- [The records]
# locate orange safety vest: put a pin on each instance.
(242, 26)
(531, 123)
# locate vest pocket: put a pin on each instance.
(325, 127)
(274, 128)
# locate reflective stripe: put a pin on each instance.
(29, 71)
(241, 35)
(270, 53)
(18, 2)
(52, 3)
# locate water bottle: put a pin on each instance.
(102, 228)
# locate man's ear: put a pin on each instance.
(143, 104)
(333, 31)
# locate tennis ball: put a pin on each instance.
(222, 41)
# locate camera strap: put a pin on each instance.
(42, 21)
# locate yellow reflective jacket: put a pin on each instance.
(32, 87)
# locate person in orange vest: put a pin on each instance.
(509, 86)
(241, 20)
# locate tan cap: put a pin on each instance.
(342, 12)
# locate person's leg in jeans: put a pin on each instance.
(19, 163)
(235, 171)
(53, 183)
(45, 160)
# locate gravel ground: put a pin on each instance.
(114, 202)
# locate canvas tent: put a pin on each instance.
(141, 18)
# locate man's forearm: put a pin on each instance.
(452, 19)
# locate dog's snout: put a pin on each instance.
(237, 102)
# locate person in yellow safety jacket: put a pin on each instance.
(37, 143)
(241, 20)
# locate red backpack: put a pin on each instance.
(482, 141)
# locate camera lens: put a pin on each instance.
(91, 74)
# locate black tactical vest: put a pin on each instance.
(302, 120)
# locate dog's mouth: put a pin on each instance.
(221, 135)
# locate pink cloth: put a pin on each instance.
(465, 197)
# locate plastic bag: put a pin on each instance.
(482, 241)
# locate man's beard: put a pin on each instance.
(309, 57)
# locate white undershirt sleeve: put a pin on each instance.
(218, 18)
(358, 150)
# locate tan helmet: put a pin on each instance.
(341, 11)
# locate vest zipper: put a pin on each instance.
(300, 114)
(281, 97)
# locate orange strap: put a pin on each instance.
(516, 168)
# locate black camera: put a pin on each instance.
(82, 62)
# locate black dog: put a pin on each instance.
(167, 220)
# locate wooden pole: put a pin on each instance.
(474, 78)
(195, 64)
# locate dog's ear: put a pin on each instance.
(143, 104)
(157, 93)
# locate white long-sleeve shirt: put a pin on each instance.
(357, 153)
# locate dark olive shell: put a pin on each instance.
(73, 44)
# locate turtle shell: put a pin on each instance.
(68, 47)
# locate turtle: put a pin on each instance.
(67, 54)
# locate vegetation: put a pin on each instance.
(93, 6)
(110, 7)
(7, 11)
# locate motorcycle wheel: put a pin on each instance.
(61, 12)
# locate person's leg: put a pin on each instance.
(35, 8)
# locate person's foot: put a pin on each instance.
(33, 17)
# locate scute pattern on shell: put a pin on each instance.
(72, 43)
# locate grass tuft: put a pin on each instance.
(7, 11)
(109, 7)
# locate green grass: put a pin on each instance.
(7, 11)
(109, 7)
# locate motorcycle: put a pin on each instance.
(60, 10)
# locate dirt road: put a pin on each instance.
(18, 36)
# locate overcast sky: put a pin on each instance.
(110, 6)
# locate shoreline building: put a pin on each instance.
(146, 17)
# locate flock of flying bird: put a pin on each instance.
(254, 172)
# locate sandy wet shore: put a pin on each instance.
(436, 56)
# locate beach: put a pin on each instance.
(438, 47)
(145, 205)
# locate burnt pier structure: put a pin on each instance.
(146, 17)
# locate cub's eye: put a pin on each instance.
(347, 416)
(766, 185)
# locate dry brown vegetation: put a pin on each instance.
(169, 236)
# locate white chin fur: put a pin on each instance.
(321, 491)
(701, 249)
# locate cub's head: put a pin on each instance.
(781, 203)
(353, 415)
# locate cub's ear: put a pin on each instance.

- [Direction] Please reproduce word for word the stretch of the listing from the line containing "# locate overcast" through the final line of the listing.

- [Result of the exercise]
# locate overcast sky: put a pin on each instance.
(110, 6)
# locate shoreline building: put a pin on each instance.
(146, 17)
# locate flock of flying bird: put a pin on each instance.
(254, 172)
# locate sandy wet shore: put a pin on each instance.
(436, 56)
# locate beach: put a pin on each instance.
(438, 47)
(145, 205)
# locate burnt pier structure: put a pin on each instance.
(146, 17)
# locate cub's eye: put a pin on each instance.
(347, 416)
(766, 185)
# locate dry brown vegetation: put a pin on each instance.
(169, 236)
# locate white chin fur: put a pin on each instance.
(321, 491)
(701, 249)
# locate cub's head: put a pin on each instance.
(781, 203)
(353, 415)
# locate cub's ear: put a pin on each instance.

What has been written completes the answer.